■ **Task to complete**
Rewrite the lines below, replacing "rough mask" with "coarse mask" wherever it occurs and keeping everything else the same. Leave the pictures out of your answer.

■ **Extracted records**

::::::::::

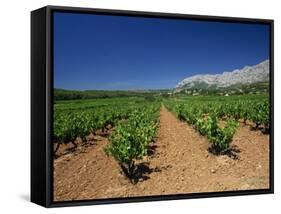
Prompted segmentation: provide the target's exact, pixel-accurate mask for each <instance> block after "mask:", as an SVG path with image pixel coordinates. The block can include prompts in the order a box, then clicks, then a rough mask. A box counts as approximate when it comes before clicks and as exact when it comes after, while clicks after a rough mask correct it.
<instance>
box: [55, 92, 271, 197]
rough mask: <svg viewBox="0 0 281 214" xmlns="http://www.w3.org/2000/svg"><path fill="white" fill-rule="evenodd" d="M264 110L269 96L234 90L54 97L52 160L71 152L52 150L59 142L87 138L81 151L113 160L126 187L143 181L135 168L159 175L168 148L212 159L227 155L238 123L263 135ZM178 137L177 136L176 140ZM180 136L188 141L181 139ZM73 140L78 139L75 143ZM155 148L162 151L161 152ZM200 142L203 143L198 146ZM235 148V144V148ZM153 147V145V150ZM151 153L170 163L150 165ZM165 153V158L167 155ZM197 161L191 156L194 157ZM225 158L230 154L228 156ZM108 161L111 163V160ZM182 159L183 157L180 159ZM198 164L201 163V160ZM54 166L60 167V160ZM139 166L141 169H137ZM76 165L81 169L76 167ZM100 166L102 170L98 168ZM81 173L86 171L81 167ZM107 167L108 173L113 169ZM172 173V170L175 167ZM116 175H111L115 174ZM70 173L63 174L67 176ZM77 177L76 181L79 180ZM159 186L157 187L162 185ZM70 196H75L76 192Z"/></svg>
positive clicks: (78, 159)
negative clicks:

::::::::::

■ **Written solution**
Prompted segmentation: provide the target's exact, pixel-accurate mask for each <instance> block after "mask:", as an SVG path with image pixel coordinates. The block can include prompts in the order a box, then clicks, then a coarse mask. A box counts as approximate when it comes before clicks and as exact when it comes after, while clicks after a coarse mask correct it.
<instance>
box: [55, 92, 271, 197]
coarse mask: <svg viewBox="0 0 281 214" xmlns="http://www.w3.org/2000/svg"><path fill="white" fill-rule="evenodd" d="M264 110L269 96L234 90L54 97L52 160L71 152L52 150L59 142L87 138L81 151L113 160L126 187L143 181L135 168L159 175L168 148L212 159L227 155L238 123L263 135ZM178 137L177 136L176 140ZM180 136L188 141L181 139ZM73 140L78 139L75 143ZM155 148L162 151L161 152ZM200 142L203 143L198 146ZM235 148V144V148ZM153 147V145V150ZM151 153L170 163L150 165ZM165 153V158L167 155ZM197 161L191 156L194 157ZM225 158L230 154L228 156ZM108 161L111 163V160ZM182 159L183 157L180 159ZM198 164L201 163V160ZM54 166L60 167V160ZM139 166L141 169H137ZM76 165L81 169L76 167ZM100 166L102 170L98 168ZM81 173L86 171L81 167ZM107 167L108 173L113 169ZM172 173V170L175 167ZM116 175H111L115 174ZM70 173L63 174L67 176ZM77 177L76 181L79 180ZM159 186L157 187L162 185ZM70 196H75L76 192Z"/></svg>
positive clicks: (78, 159)
negative clicks:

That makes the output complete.